▸ Instructions to follow
Please return, unchanged, every line in the records below that contains the word "bowl".

— begin Information shown —

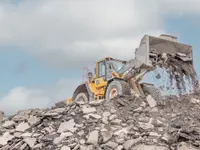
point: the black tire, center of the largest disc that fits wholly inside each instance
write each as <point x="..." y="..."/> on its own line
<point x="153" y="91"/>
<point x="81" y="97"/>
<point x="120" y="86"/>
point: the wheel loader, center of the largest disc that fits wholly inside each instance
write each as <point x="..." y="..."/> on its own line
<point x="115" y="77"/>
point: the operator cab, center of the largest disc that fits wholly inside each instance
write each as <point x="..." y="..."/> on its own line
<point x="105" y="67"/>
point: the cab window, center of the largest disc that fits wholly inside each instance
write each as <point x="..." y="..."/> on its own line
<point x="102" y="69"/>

— end Information shown —
— begin Information shown —

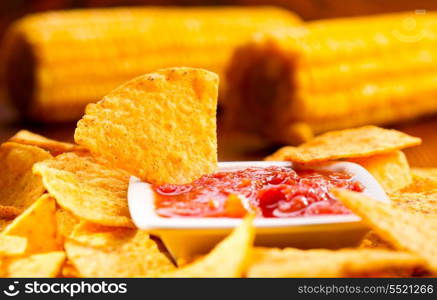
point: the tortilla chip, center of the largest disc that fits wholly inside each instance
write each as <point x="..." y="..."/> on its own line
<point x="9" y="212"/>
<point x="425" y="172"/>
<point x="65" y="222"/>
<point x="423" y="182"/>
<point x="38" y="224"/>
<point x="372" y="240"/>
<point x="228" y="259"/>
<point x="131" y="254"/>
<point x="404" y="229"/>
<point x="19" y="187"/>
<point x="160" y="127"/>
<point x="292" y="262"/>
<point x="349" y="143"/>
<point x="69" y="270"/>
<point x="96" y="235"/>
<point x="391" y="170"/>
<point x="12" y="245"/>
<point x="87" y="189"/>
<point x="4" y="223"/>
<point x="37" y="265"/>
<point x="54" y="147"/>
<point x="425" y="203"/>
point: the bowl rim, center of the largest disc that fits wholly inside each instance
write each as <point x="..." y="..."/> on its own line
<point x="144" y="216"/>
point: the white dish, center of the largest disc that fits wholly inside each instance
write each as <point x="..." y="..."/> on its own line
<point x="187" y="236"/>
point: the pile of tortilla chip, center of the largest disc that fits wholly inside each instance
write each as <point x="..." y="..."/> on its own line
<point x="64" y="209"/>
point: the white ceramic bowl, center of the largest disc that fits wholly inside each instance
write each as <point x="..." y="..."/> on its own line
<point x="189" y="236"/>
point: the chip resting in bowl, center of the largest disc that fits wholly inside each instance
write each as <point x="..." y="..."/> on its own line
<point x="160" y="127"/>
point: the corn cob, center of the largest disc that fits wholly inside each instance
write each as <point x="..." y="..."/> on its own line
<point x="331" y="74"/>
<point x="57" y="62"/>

— end Information shown —
— begin Information shown —

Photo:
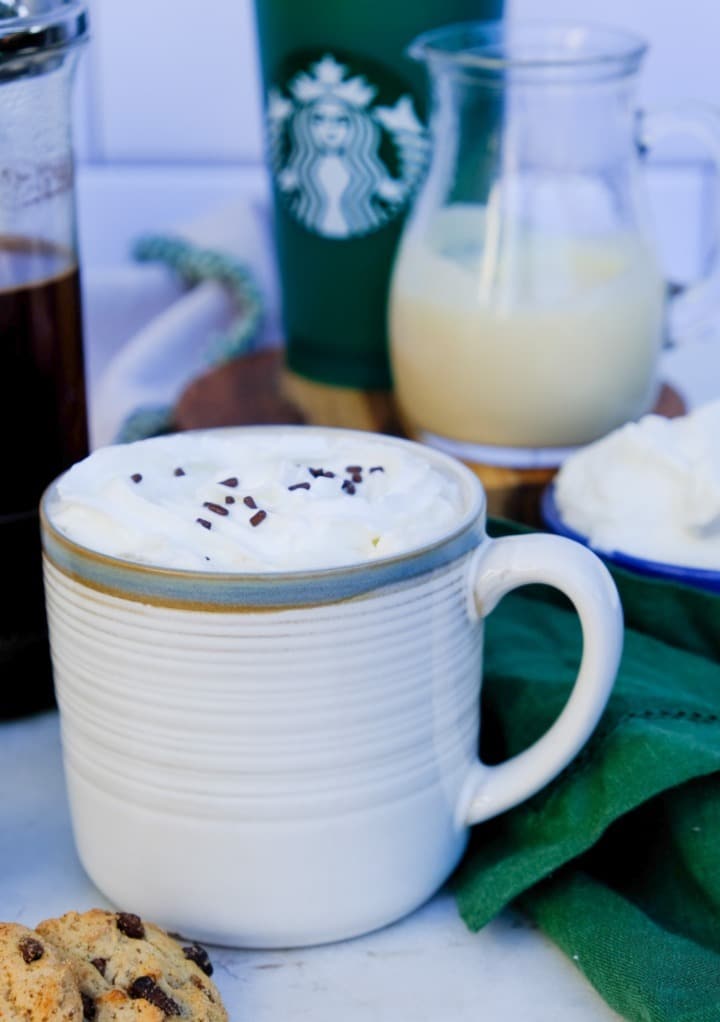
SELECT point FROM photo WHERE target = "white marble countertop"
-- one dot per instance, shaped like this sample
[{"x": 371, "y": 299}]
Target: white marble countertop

— end Information shown —

▸ Reply
point: the bowl rim, center of the largest disc that fits wholly inside each instance
point: the white ceramic bowl, center of the largest disc that fits wholly inside each instance
point: the chip resting in bowl, center of the largest disc that fits wholly inside each instance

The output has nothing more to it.